-- start Supplied records --

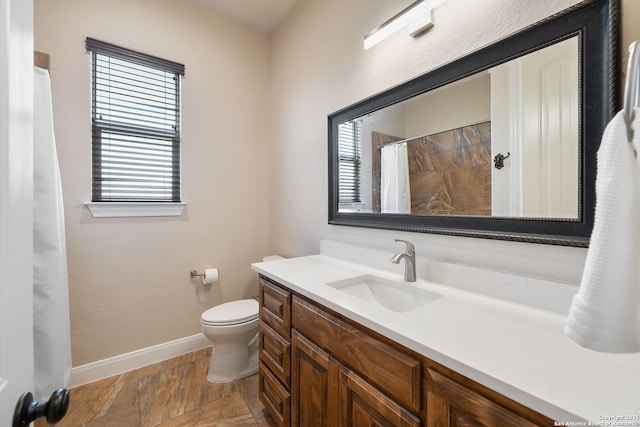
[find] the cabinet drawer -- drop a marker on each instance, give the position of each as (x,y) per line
(275,397)
(396,373)
(275,353)
(275,307)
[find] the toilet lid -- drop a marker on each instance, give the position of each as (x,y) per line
(231,313)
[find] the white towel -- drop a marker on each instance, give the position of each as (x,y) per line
(604,312)
(394,183)
(52,345)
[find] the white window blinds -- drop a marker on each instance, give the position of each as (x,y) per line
(136,125)
(349,141)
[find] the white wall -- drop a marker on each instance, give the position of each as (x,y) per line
(318,66)
(129,277)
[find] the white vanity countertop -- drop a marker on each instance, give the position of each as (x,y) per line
(520,352)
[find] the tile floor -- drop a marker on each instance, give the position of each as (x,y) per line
(172,393)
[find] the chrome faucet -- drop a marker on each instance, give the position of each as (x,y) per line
(409,261)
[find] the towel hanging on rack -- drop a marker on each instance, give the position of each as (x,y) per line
(605,313)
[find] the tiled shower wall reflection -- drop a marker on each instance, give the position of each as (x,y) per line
(449,172)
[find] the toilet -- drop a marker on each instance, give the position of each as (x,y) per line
(232,327)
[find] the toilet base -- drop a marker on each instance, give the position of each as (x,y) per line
(227,369)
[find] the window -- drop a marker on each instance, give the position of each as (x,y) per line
(349,141)
(135,125)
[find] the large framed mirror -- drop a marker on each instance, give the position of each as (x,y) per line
(498,144)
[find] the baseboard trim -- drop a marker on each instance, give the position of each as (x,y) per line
(136,359)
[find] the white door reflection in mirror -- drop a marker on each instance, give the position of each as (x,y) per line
(534,117)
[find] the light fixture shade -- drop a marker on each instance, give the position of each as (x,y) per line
(405,17)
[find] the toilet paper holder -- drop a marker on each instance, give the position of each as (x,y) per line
(194,273)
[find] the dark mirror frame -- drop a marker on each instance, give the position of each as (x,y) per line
(596,22)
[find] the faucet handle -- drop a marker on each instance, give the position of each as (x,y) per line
(410,247)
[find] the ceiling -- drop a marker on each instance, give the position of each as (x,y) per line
(263,15)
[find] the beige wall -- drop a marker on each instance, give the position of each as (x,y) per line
(129,278)
(318,66)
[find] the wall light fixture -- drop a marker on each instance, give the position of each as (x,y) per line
(418,17)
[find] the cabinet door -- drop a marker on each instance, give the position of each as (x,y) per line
(314,388)
(364,405)
(451,404)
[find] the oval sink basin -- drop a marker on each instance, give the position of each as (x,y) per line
(395,296)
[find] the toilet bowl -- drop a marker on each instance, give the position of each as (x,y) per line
(232,327)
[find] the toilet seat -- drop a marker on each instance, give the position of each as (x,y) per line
(231,313)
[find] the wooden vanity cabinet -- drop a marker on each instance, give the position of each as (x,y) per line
(274,346)
(340,373)
(453,400)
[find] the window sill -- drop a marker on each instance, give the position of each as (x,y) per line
(133,209)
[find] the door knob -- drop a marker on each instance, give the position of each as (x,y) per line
(54,409)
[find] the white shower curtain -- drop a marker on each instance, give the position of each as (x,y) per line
(52,344)
(394,183)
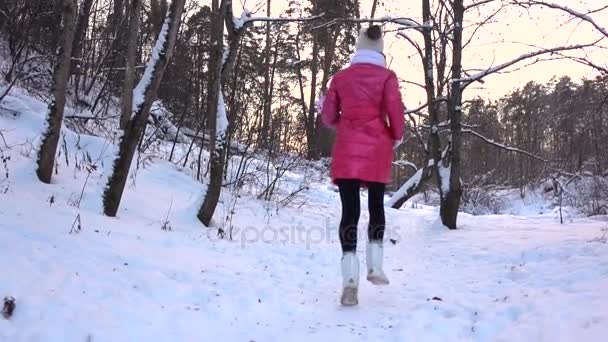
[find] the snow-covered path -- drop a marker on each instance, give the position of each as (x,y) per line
(498,278)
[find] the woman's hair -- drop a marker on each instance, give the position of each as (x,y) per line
(374,32)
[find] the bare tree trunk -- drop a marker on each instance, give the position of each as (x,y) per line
(267,110)
(50,135)
(326,136)
(434,144)
(127,91)
(217,137)
(310,119)
(144,95)
(79,39)
(450,202)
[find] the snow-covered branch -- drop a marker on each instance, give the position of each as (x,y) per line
(501,146)
(465,81)
(477,4)
(580,15)
(405,163)
(415,110)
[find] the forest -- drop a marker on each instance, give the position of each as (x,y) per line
(248,85)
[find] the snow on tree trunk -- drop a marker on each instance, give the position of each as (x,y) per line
(411,187)
(216,114)
(450,201)
(127,92)
(54,119)
(143,97)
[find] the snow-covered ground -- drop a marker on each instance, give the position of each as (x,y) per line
(498,278)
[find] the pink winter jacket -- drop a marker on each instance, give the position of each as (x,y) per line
(364,104)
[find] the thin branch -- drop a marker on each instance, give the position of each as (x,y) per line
(569,10)
(477,4)
(492,70)
(501,146)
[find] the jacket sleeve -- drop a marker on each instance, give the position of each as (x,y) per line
(331,106)
(393,107)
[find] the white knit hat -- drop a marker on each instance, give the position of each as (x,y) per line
(365,42)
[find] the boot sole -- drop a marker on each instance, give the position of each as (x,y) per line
(349,296)
(377,280)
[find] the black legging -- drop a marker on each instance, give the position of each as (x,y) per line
(351,210)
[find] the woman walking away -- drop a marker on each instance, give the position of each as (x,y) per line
(364,105)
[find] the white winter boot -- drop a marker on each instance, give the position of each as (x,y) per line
(350,276)
(375,254)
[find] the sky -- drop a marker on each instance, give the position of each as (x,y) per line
(512,33)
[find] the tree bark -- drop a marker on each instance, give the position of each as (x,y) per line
(217,137)
(450,202)
(267,112)
(310,119)
(79,39)
(145,93)
(127,91)
(50,137)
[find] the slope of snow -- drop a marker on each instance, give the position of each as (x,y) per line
(498,278)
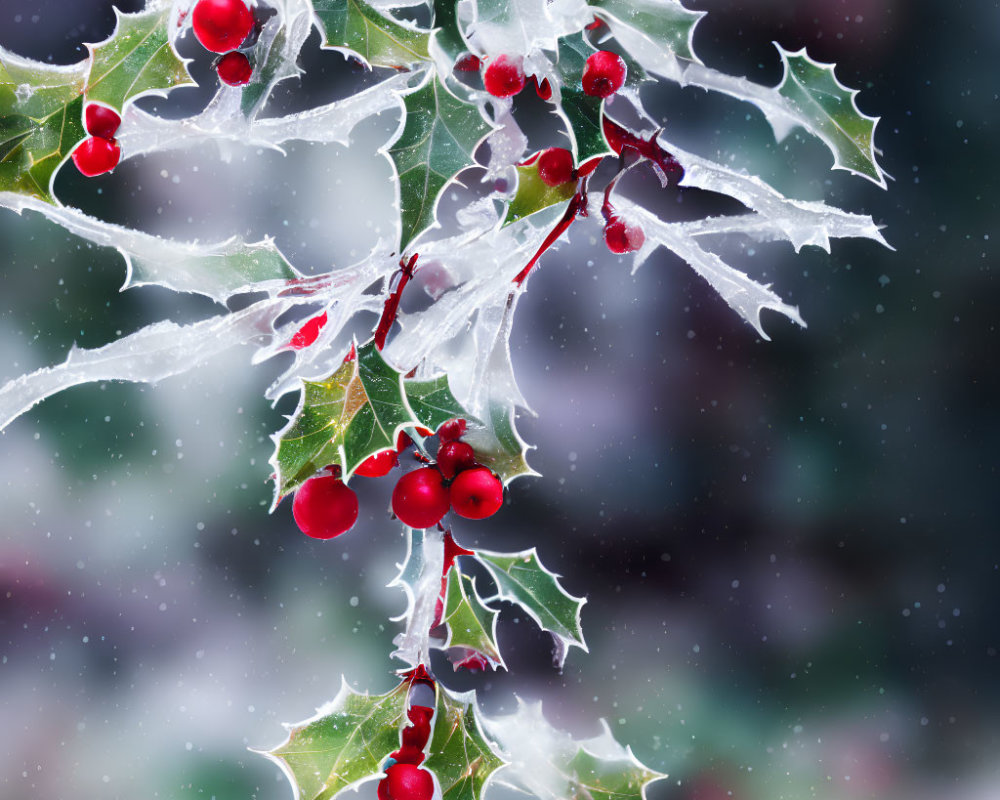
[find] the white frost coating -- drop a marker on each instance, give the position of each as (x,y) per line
(218,270)
(146,356)
(420,579)
(743,294)
(802,222)
(223,124)
(520,27)
(540,755)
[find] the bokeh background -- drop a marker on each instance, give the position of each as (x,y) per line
(789,547)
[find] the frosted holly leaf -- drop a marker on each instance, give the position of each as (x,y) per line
(460,755)
(581,111)
(136,59)
(343,419)
(432,402)
(551,765)
(534,195)
(438,141)
(523,580)
(830,112)
(655,32)
(500,447)
(343,744)
(382,42)
(218,270)
(470,622)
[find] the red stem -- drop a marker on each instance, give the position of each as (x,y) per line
(577,207)
(391,307)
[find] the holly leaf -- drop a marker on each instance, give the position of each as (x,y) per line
(522,579)
(41,120)
(665,23)
(827,109)
(438,141)
(581,112)
(499,446)
(352,414)
(460,755)
(432,403)
(382,42)
(534,195)
(552,765)
(470,622)
(343,744)
(136,59)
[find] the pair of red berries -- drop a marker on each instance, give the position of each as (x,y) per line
(422,497)
(99,152)
(603,75)
(221,26)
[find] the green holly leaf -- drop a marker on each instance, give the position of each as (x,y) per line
(534,195)
(136,59)
(346,742)
(827,109)
(552,765)
(382,42)
(523,580)
(41,120)
(581,111)
(470,622)
(666,23)
(499,446)
(438,141)
(354,413)
(460,755)
(432,402)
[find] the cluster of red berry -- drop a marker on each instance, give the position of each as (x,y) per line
(324,507)
(222,26)
(404,779)
(99,152)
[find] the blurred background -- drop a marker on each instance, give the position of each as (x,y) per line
(789,547)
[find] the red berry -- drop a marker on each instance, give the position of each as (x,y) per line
(420,498)
(468,63)
(101,121)
(324,507)
(407,782)
(452,430)
(454,457)
(543,89)
(95,156)
(555,166)
(603,74)
(221,25)
(377,465)
(234,69)
(623,238)
(504,77)
(476,494)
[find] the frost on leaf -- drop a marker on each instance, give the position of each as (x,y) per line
(136,59)
(343,744)
(461,757)
(382,42)
(655,32)
(420,578)
(357,411)
(551,765)
(438,141)
(217,270)
(523,580)
(148,355)
(471,624)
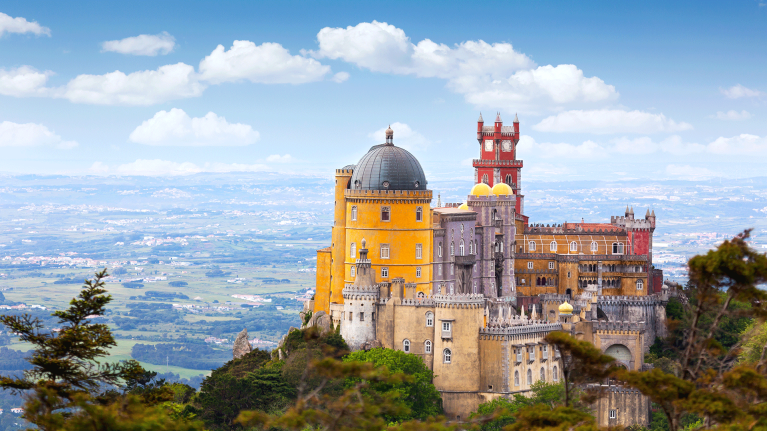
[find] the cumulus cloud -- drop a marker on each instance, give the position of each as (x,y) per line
(31,135)
(177,128)
(732,115)
(20,25)
(24,81)
(690,172)
(738,91)
(588,149)
(486,74)
(158,167)
(276,158)
(268,63)
(146,87)
(143,44)
(604,121)
(743,144)
(404,136)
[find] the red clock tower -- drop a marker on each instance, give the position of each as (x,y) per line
(497,161)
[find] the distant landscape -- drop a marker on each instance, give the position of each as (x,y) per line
(196,259)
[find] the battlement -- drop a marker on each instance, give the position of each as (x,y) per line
(388,194)
(619,326)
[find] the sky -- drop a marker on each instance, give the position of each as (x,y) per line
(603,90)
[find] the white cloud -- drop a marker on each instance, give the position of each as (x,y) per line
(276,158)
(732,115)
(147,87)
(157,167)
(143,44)
(743,144)
(738,91)
(486,74)
(268,63)
(603,121)
(690,172)
(31,135)
(176,128)
(24,81)
(587,150)
(340,77)
(20,25)
(404,136)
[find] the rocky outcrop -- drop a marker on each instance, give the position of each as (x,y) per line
(241,345)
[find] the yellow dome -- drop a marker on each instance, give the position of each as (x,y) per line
(480,189)
(502,189)
(565,308)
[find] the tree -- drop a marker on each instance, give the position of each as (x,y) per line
(722,287)
(418,394)
(65,386)
(582,363)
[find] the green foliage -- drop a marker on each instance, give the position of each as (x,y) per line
(504,410)
(417,393)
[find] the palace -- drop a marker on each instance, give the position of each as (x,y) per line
(473,288)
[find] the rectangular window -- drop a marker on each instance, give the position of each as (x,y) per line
(384,251)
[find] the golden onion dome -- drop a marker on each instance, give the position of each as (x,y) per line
(480,189)
(502,189)
(565,308)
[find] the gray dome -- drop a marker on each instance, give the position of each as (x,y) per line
(386,167)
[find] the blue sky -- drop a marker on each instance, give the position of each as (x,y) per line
(602,89)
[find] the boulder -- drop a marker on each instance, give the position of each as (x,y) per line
(241,345)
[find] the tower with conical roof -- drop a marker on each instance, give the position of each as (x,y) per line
(497,161)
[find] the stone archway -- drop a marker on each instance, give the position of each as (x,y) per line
(622,355)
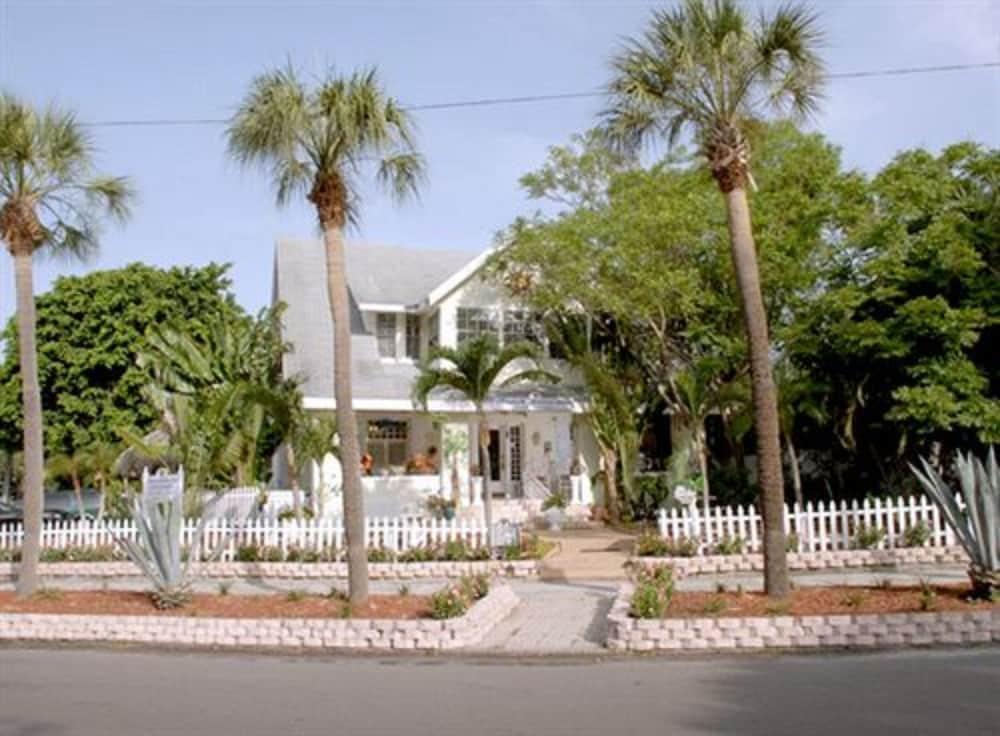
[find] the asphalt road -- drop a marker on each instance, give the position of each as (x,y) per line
(63,692)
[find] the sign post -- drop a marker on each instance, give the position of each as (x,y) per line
(162,487)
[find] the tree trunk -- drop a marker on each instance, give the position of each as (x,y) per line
(484,466)
(702,448)
(350,454)
(793,464)
(765,400)
(293,479)
(34,461)
(611,485)
(78,492)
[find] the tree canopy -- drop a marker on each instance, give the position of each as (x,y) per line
(90,331)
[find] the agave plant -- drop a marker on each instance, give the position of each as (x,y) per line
(158,551)
(975,526)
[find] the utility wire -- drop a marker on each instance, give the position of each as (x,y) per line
(495,101)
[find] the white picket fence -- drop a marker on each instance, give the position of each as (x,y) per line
(391,533)
(818,527)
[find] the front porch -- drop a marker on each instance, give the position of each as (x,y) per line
(409,456)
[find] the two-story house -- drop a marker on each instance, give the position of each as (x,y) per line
(403,302)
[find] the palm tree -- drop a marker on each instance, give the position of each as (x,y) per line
(708,68)
(474,371)
(318,142)
(51,200)
(75,466)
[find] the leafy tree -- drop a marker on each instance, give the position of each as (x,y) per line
(91,329)
(904,336)
(216,396)
(708,67)
(475,369)
(50,200)
(318,142)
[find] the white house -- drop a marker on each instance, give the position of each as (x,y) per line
(403,302)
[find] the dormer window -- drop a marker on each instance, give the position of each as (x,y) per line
(385,333)
(413,336)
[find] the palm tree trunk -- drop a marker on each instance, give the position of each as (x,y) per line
(611,485)
(702,447)
(793,464)
(350,454)
(484,451)
(293,479)
(78,492)
(765,399)
(34,461)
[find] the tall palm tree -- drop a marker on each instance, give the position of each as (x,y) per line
(318,141)
(51,200)
(474,370)
(707,67)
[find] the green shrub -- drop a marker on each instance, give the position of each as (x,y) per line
(248,553)
(456,599)
(917,535)
(555,500)
(715,606)
(380,554)
(288,514)
(730,546)
(868,537)
(646,602)
(654,589)
(475,587)
(651,544)
(302,554)
(450,602)
(652,492)
(418,554)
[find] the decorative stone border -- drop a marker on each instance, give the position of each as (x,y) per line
(833,559)
(781,632)
(367,634)
(296,570)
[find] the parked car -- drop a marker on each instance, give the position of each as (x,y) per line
(12,515)
(64,502)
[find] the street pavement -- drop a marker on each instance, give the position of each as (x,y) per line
(74,692)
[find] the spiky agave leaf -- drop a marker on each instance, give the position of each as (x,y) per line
(976,526)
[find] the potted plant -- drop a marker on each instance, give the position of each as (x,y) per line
(440,507)
(554,510)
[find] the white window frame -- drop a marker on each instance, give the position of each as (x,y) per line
(381,320)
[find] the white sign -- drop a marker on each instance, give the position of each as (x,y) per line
(162,487)
(685,496)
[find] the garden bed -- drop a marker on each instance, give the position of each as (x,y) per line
(296,570)
(827,560)
(203,605)
(396,622)
(815,617)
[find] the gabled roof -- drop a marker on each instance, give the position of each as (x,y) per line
(388,276)
(385,275)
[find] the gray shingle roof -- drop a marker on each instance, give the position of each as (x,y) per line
(375,274)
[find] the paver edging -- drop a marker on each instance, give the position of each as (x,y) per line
(357,634)
(827,560)
(707,633)
(520,569)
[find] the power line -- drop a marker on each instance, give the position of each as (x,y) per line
(525,99)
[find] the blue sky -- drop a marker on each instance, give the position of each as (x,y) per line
(147,59)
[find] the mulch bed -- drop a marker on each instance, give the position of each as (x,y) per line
(204,605)
(822,601)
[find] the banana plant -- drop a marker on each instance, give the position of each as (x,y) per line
(159,552)
(975,526)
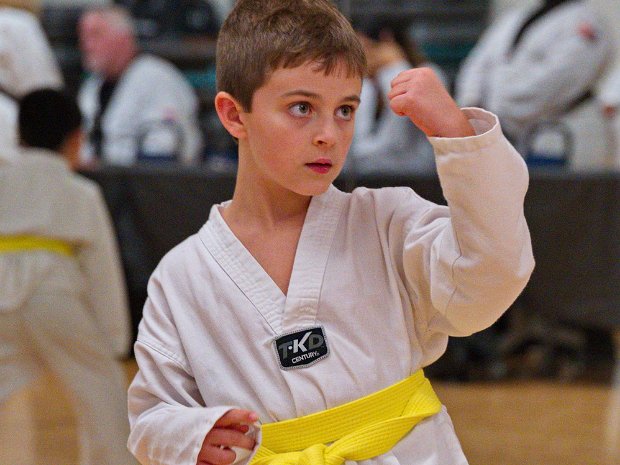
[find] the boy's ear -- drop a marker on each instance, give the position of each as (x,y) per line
(229,111)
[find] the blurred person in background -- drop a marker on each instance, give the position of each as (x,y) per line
(541,64)
(609,101)
(383,141)
(62,296)
(27,62)
(137,107)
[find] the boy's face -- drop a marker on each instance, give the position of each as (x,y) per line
(300,128)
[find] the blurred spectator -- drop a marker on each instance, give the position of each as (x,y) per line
(137,107)
(383,141)
(26,63)
(8,133)
(609,99)
(26,59)
(541,64)
(62,296)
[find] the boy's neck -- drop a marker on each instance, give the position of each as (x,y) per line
(264,208)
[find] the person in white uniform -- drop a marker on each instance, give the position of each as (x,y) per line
(294,297)
(542,64)
(137,107)
(384,142)
(609,101)
(27,62)
(62,295)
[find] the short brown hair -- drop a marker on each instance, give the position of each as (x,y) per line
(260,36)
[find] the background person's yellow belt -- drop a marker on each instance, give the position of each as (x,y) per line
(25,243)
(358,430)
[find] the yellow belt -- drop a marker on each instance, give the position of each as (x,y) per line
(358,430)
(27,243)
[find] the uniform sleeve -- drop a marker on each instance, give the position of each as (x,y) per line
(167,416)
(467,263)
(100,260)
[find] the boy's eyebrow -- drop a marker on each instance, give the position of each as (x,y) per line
(308,94)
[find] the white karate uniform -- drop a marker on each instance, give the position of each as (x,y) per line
(609,95)
(8,131)
(150,94)
(390,144)
(27,61)
(560,56)
(65,314)
(387,274)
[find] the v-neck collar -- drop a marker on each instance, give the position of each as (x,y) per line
(299,307)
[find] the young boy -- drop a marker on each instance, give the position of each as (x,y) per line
(63,304)
(295,298)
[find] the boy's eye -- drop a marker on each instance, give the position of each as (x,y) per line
(300,109)
(346,112)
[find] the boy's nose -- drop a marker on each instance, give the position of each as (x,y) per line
(326,135)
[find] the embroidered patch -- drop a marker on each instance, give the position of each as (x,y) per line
(302,348)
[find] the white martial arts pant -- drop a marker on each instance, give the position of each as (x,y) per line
(55,332)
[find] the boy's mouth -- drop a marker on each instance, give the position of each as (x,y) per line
(321,166)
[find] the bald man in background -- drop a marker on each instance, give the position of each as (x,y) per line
(137,107)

-- end Supplied records --

Task objective: Nothing outside the span should appear: transcribe the lines from the one containing "[find] the boy's nose" through the last line of the records.

Solution below:
[find] the boy's nose -- drop a marker on each instance, give the position of each as (x,y) per line
(326,135)
[find] the embroidered patch -- drop a marker on each instance, give the position of each as (x,y) per line
(302,348)
[find] the white martial arts pant -- drop a marker on each instance, give the position of each as (x,y) per line
(55,332)
[find] the boy's mouth -- drop a marker on each instance, give the position of each as (x,y) per line
(321,166)
[find] the bald man in background -- drop a marker on each instance, give the position of each as (x,y) per line
(137,107)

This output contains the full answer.